→ **GOAL OF THE EXERCISE**:
I would like the entries transcribed word for word, please, with the pictures removed.

[Point localization data]

* * * * * * * * *

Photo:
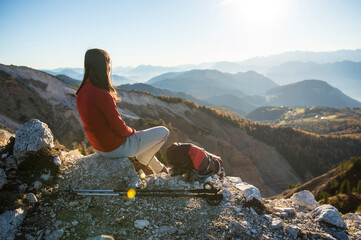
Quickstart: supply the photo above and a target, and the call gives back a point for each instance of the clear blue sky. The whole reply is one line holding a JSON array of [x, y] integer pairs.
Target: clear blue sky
[[53, 33]]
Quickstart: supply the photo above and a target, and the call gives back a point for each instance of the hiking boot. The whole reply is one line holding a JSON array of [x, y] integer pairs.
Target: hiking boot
[[166, 170]]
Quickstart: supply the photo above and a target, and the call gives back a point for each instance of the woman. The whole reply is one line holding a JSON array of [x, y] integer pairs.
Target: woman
[[105, 129]]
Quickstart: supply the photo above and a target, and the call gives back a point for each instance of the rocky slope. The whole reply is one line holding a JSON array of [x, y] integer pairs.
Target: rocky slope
[[43, 208], [28, 93]]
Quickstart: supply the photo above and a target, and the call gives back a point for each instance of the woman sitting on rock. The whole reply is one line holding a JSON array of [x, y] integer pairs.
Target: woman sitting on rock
[[103, 125]]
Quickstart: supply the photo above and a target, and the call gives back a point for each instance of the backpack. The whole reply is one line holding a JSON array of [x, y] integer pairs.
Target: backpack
[[187, 156]]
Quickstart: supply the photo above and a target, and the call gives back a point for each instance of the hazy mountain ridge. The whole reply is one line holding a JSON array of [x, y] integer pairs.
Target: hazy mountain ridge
[[157, 92], [345, 75], [263, 64], [309, 93], [319, 120], [207, 83], [229, 136]]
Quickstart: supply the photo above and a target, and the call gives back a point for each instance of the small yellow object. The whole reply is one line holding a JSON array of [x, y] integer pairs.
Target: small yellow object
[[131, 193], [141, 173]]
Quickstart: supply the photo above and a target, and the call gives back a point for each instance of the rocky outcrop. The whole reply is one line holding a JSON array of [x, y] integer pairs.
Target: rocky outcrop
[[5, 136], [329, 214], [31, 137], [56, 213], [10, 221], [304, 199]]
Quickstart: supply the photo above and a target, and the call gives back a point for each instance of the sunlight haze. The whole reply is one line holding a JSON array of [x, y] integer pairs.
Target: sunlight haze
[[53, 34]]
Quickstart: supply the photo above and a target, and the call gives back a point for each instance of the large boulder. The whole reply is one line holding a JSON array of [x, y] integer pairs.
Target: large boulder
[[10, 221], [329, 214], [34, 135], [97, 172], [304, 199], [5, 136], [248, 191]]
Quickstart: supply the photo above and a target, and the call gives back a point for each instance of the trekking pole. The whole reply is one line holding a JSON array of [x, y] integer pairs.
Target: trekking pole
[[209, 192]]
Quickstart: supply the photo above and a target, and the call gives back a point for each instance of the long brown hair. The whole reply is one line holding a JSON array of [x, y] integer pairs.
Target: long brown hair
[[97, 66]]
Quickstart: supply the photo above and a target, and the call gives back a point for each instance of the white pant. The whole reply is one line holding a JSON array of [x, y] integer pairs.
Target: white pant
[[143, 145]]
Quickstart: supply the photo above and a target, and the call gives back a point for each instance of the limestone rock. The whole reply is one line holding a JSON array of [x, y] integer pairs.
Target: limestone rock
[[10, 221], [276, 223], [57, 161], [95, 171], [141, 224], [32, 136], [5, 136], [352, 216], [101, 237], [3, 179], [56, 235], [32, 198], [293, 231], [165, 230], [249, 192], [304, 199], [329, 214]]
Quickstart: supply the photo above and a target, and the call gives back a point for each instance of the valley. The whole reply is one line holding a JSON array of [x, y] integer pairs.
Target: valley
[[268, 157]]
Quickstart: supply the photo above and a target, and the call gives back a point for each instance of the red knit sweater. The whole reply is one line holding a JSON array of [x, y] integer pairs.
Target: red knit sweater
[[104, 127]]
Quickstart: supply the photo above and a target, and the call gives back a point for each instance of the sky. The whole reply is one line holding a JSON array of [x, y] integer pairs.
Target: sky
[[54, 34]]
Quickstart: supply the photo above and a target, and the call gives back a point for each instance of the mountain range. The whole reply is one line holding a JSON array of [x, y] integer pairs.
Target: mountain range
[[257, 153], [344, 75], [244, 92], [207, 83], [143, 73]]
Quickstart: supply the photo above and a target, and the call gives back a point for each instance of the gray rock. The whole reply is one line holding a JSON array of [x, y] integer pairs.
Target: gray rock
[[341, 235], [101, 237], [37, 185], [293, 231], [226, 194], [57, 161], [352, 217], [31, 198], [304, 199], [29, 237], [3, 179], [32, 136], [286, 212], [248, 191], [276, 223], [141, 224], [56, 235], [5, 136], [329, 214], [23, 187], [10, 221], [98, 172], [237, 229], [165, 230]]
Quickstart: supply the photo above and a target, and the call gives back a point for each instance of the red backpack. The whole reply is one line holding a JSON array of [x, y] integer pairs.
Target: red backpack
[[187, 156]]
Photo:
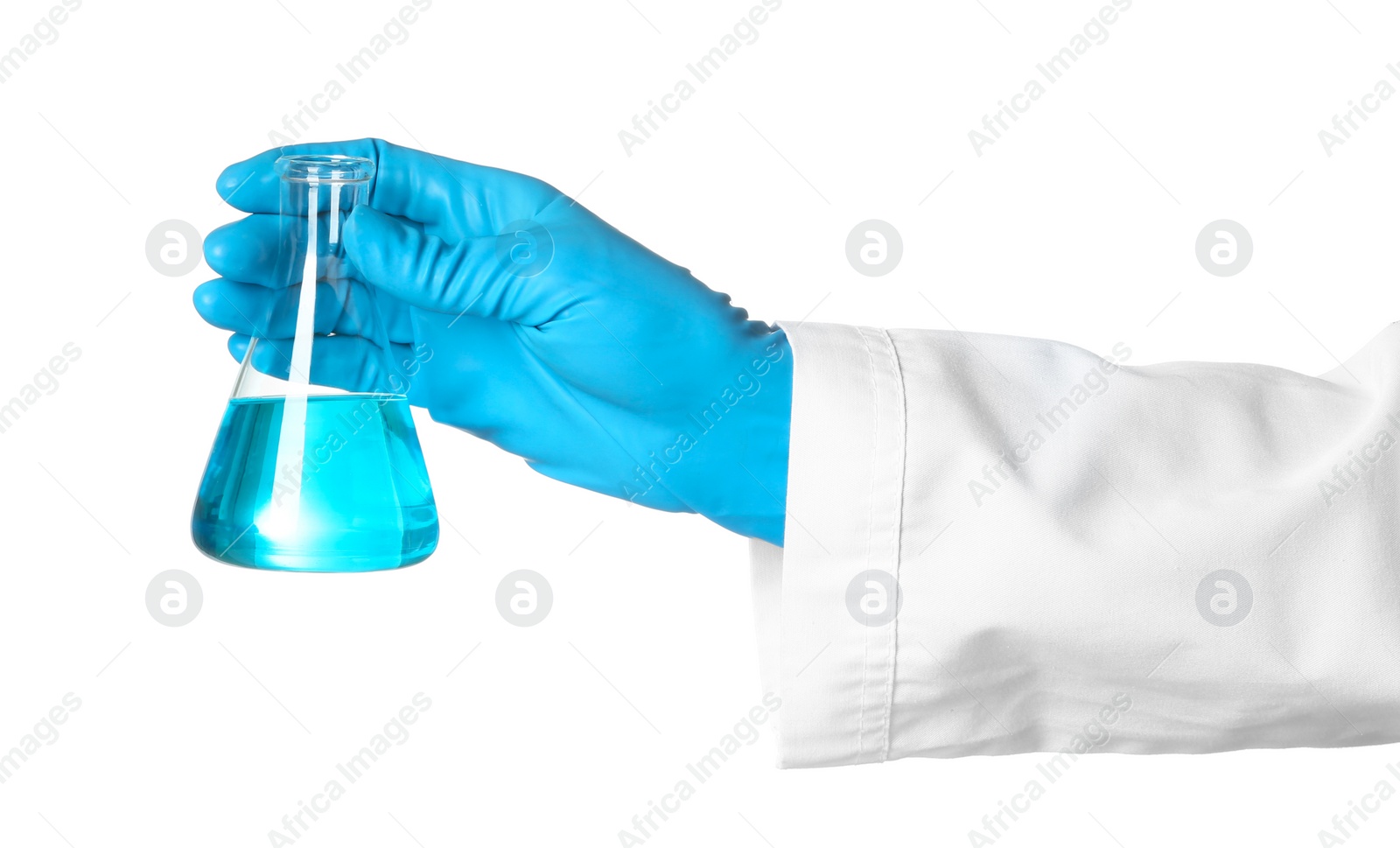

* * * * * * * * *

→ **RESPONSE AREA**:
Photo:
Quickstart: supply the photo above and a target, and the call gives back a point for each instance of the clear blue sky. The whole reply is one line holding a JSON array of [x, y] integer pairs.
Target: clear blue sky
[[53, 33]]
Quickstart: supply the photo above and a target, and the call gives back a point for each instance of the hiking boot. The whole reply is one line holding a JSON array of [x, y] integer pairs.
Target: hiking boot
[[166, 170]]
Quickstart: supply the photo above and a target, and the call gives back a point for each instance of the woman. The whole reply is one line holding a JSON array of [x, y] integer pairs.
Target: woman
[[105, 129]]
Quickstart: supply the photo above and a target, and the call gives back a point for each instance of the rocky slope. The whole reply is one line holding a JSON array of [x, y] integer pairs.
Target: rocky slope
[[43, 208], [28, 93]]
Quickstart: supply the photo above and a target, and the call gives back a point for each instance of the woman sitting on rock. The whole reply is one line holding a JSON array of [x, y] integer pairs.
Target: woman sitting on rock
[[103, 125]]
Quickstart: supply the photo above and a target, and the call gives back a point for each instance of the backpack. The whole reply is one line holding a JSON array of [x, y] integer pairs.
Target: backpack
[[187, 156]]
Quickstart: supply the photo above and a target, and the call gives back a point for each instance of the hazy mountain ridge. The whole reply is one line holding a JSON array of [x, y] integer pairs.
Target: hazy mountain ridge
[[157, 92], [345, 75], [263, 64], [309, 93], [319, 120], [207, 83], [229, 136]]
Quickstart: supply the photo above and a target, and the call gives back a point for each instance of the small yellow object. The whole reply is one line holding a JSON array of [x, y] integer pairs.
Target: small yellow object
[[131, 193], [141, 173]]
Quickstart: supply the photo above and a target, and the call gives back a point for each instance of the rocky outcrop. The whole reply is one line holding a JSON array of [x, y] integer pairs.
Target: rocky outcrop
[[5, 136], [329, 214], [31, 137], [56, 213], [10, 221], [304, 199]]
Quickstart: supply the photo above and a target, and the call gives back a point for each instance of the sunlight haze. The whole reply is one line holding a JSON array of [x, y] integer pairs.
Target: sunlight haze
[[53, 34]]
Quickstart: supply the photo above and a target, and the call gives back a point for each instance of the large boulder. The whole reply is one line holding a JSON array of [x, y] integer pairs.
Target: large boulder
[[10, 221], [329, 214], [34, 135], [97, 172], [304, 199], [5, 136], [248, 191]]
Quickstart: supply the photo above and a target, and the call gives back a point for each instance of the trekking pole. The whole reply is one line holding a JSON array of [x, y] integer pairs.
Target: trekking pole
[[209, 192]]
Quickstart: supply the photo above and a target, and the call gives back a point for each instance of the long brown hair. The whole reply is one line holding a JSON array of [x, y] integer pairs.
Target: long brown hair
[[97, 66]]
Quickstart: supply the photo above and a target, and the call gives back a point for each instance of the white pant. The whole reply is one line holding a JSON array of [x, y] integer pairs.
Target: white pant
[[143, 145]]
Quickstart: supply the photo above and a target, and the call gives back a point for each instance of the limestone rock. The whole reply is one line holding a JSON array of [x, y] integer pairs.
Target: limestone rock
[[10, 221], [276, 223], [57, 161], [95, 171], [141, 224], [32, 136], [5, 136], [352, 216], [101, 237], [3, 179], [56, 235], [32, 198], [293, 231], [165, 230], [249, 192], [304, 199], [329, 214]]
Quickstart: supply the photo above and a target, and the call gives back a point for each instance of the valley. The whole reply is one line holding a JSON array of [x, y] integer pairs.
Target: valley
[[268, 157]]
Quickstart: supply the photo above and a target, and the call gives back a point for each instance of the red knit sweater. The whole reply is one line holding a JSON array of [x, y] integer pairs.
Target: red knit sweater
[[104, 127]]
Quickstart: supply the photo above and a target, and the call gives back a point for each instance of the sky. The whole reply is one line holding a JSON array of [x, y] integer pairs.
Target: sky
[[54, 34]]
Quickstart: supply the photo above and a target, and the call gives back a point for each instance of the mountain range. The whole reply is one line holding a JSON array of [x, y] integer pairs.
Target: mountain range
[[257, 153], [344, 75], [244, 92], [207, 83], [143, 73]]
Quickstart: supply the photo above and a target, and the call gives back a point for each instance of the gray rock. The whole reply is one line holding a JSON array of [x, y] integer pairs.
Target: gray rock
[[341, 235], [101, 237], [37, 185], [293, 231], [226, 194], [57, 161], [352, 217], [31, 198], [304, 199], [29, 237], [3, 179], [32, 136], [286, 212], [248, 191], [276, 223], [141, 224], [56, 235], [5, 136], [329, 214], [23, 187], [10, 221], [98, 172], [237, 229], [165, 230]]
Quickstart: supply the photo above and a target, and the call gives back a point for each instance of the red backpack. The whole reply is one line holding a JSON array of [x, y] integer pairs.
Target: red backpack
[[187, 156]]
Photo:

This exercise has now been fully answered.